Photo-based referring expression data
%%

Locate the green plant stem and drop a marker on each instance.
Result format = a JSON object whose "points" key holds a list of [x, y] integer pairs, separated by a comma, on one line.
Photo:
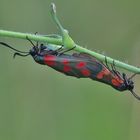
{"points": [[78, 48], [39, 38]]}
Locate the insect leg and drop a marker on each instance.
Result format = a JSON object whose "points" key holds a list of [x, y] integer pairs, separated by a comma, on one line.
{"points": [[30, 41], [107, 63]]}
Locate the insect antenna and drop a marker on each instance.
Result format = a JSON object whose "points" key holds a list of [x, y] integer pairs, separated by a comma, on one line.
{"points": [[135, 95], [19, 54], [132, 76], [6, 45]]}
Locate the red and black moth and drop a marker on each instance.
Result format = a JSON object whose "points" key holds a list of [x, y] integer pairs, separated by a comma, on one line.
{"points": [[80, 65]]}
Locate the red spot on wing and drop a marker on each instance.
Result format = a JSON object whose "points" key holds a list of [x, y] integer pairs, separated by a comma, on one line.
{"points": [[81, 64], [101, 74], [49, 60], [117, 81], [85, 72]]}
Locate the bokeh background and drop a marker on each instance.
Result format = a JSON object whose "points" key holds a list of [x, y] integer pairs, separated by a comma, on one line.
{"points": [[38, 103]]}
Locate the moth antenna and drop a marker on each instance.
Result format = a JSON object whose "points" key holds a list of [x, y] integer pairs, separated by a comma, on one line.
{"points": [[6, 45], [135, 95], [19, 54], [132, 76]]}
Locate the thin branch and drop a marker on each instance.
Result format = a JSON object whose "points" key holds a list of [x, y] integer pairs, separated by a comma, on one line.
{"points": [[67, 41]]}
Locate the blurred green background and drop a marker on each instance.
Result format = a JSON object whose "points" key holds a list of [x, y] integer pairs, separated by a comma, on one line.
{"points": [[38, 103]]}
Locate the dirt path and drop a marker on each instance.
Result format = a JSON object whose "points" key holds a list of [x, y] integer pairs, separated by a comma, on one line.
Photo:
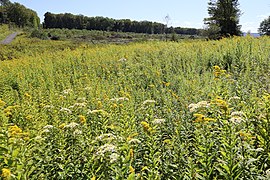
{"points": [[9, 38]]}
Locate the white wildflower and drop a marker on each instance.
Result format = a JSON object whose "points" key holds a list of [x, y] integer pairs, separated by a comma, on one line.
{"points": [[66, 110], [158, 121], [113, 157], [134, 141], [119, 99], [149, 102], [102, 150], [72, 125]]}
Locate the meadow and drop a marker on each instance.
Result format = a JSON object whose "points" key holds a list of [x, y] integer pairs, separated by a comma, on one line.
{"points": [[149, 110]]}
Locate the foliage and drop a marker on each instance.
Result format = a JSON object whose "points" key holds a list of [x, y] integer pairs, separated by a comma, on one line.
{"points": [[19, 15], [71, 21], [265, 27], [154, 110], [225, 15]]}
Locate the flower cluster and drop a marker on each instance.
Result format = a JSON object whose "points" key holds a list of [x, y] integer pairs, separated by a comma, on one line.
{"points": [[202, 104], [237, 117]]}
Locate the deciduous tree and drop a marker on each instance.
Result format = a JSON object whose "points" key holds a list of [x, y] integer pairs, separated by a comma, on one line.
{"points": [[264, 28], [225, 15]]}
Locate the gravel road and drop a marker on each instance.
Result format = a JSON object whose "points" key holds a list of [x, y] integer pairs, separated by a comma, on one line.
{"points": [[9, 38]]}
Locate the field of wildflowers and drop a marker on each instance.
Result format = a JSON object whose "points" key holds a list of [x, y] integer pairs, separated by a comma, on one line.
{"points": [[154, 110]]}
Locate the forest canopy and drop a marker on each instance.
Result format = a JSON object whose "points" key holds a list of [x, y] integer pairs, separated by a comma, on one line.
{"points": [[71, 21]]}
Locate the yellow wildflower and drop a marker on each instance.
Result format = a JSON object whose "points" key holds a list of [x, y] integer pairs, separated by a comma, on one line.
{"points": [[6, 173], [82, 119]]}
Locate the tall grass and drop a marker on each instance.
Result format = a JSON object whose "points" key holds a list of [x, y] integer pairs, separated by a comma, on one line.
{"points": [[159, 110]]}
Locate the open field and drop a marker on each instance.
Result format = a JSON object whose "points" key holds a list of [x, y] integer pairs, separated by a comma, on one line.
{"points": [[152, 110]]}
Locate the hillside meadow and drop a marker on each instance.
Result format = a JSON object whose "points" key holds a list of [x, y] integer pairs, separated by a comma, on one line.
{"points": [[149, 110]]}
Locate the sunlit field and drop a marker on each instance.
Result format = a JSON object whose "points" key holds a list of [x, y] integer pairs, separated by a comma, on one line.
{"points": [[153, 110]]}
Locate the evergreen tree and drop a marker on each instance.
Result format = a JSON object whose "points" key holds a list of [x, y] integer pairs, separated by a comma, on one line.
{"points": [[264, 28], [225, 15]]}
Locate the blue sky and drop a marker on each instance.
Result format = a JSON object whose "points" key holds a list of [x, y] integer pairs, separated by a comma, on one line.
{"points": [[182, 13]]}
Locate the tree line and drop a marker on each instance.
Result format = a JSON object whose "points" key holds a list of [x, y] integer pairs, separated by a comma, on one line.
{"points": [[71, 21], [15, 13]]}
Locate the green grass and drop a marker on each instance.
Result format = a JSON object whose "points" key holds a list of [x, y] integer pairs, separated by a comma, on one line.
{"points": [[153, 110]]}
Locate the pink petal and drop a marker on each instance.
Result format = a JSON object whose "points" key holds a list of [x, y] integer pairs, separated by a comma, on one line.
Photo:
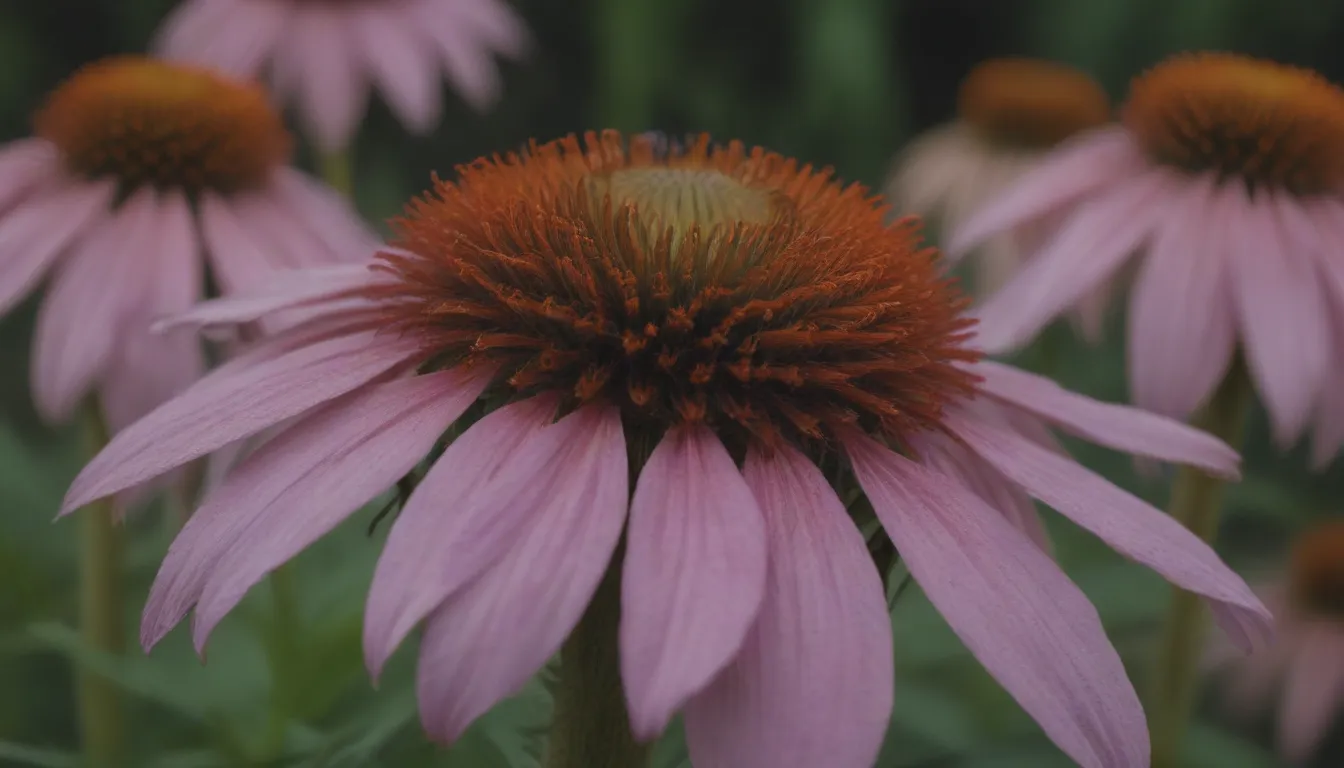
{"points": [[1011, 605], [488, 640], [1086, 164], [1116, 427], [297, 486], [694, 574], [35, 234], [1082, 256], [225, 408], [1125, 522], [812, 683], [463, 517], [92, 300], [952, 459], [1182, 328], [402, 63], [1313, 693], [24, 164], [1281, 312], [332, 90]]}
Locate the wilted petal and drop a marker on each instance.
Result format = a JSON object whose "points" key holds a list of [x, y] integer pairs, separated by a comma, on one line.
{"points": [[1012, 607], [694, 574], [812, 683]]}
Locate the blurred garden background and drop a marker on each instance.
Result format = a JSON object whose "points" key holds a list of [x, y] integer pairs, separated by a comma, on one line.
{"points": [[833, 82]]}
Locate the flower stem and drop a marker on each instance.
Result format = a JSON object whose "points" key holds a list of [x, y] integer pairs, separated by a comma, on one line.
{"points": [[1196, 502], [592, 728], [338, 171], [101, 615]]}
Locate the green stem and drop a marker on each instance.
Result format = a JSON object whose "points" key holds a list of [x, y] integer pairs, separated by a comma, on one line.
{"points": [[1196, 502], [592, 728], [101, 620], [338, 171]]}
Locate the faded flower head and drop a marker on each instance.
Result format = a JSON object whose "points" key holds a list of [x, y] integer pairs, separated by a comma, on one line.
{"points": [[139, 175], [1225, 178], [687, 355], [324, 54], [1307, 661], [1010, 114]]}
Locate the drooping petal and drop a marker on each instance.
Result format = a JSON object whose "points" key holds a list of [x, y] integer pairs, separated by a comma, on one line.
{"points": [[464, 515], [1086, 164], [92, 300], [1313, 692], [487, 642], [402, 63], [35, 234], [225, 408], [1087, 250], [1182, 327], [1281, 314], [813, 681], [1128, 523], [1012, 607], [1117, 427], [694, 574], [317, 471]]}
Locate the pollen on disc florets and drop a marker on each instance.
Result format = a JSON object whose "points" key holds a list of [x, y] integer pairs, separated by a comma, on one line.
{"points": [[147, 121], [1269, 124], [707, 284], [1031, 104], [1316, 581]]}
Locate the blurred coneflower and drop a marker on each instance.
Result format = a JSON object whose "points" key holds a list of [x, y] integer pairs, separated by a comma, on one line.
{"points": [[664, 371], [324, 54], [1010, 114], [1226, 179], [1308, 653]]}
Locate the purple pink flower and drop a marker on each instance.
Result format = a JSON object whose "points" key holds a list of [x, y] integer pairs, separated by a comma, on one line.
{"points": [[1225, 183], [699, 353], [325, 54]]}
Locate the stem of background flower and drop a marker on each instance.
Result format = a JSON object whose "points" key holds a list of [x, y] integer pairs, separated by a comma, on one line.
{"points": [[281, 655], [592, 728], [101, 618], [1196, 502], [338, 171]]}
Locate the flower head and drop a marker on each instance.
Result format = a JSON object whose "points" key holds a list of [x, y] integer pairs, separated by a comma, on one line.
{"points": [[1226, 178], [696, 353], [324, 54], [137, 171], [1010, 114], [1308, 655]]}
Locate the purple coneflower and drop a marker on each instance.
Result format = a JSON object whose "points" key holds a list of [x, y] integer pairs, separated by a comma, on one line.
{"points": [[324, 54], [1010, 114], [143, 172], [688, 358], [1308, 653], [1226, 176]]}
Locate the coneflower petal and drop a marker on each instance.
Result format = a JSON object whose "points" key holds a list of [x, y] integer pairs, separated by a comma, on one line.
{"points": [[1106, 424], [1026, 622], [34, 236], [461, 518], [485, 642], [1086, 250], [90, 303], [1182, 327], [1282, 316], [1082, 166], [813, 681], [225, 408], [694, 574], [1128, 523], [316, 471]]}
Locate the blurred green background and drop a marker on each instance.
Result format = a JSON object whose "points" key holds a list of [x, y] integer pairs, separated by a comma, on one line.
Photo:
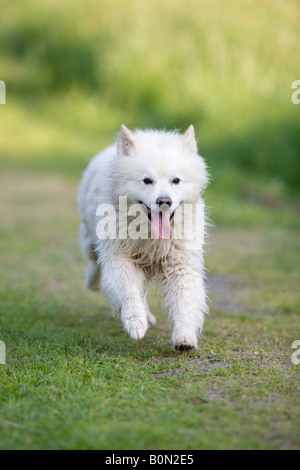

%%

◆ **The problem**:
Report each line in the preceding entries that holds the string "petal".

◆ **Answer to this exercise**:
Locate the pink petal and drop a marker on each instance.
Locate the wilted petal and drop a marker on each instance.
Locate the drooping petal and drop a marker on each instance.
Locate the coneflower petal and drop a marker on each instance.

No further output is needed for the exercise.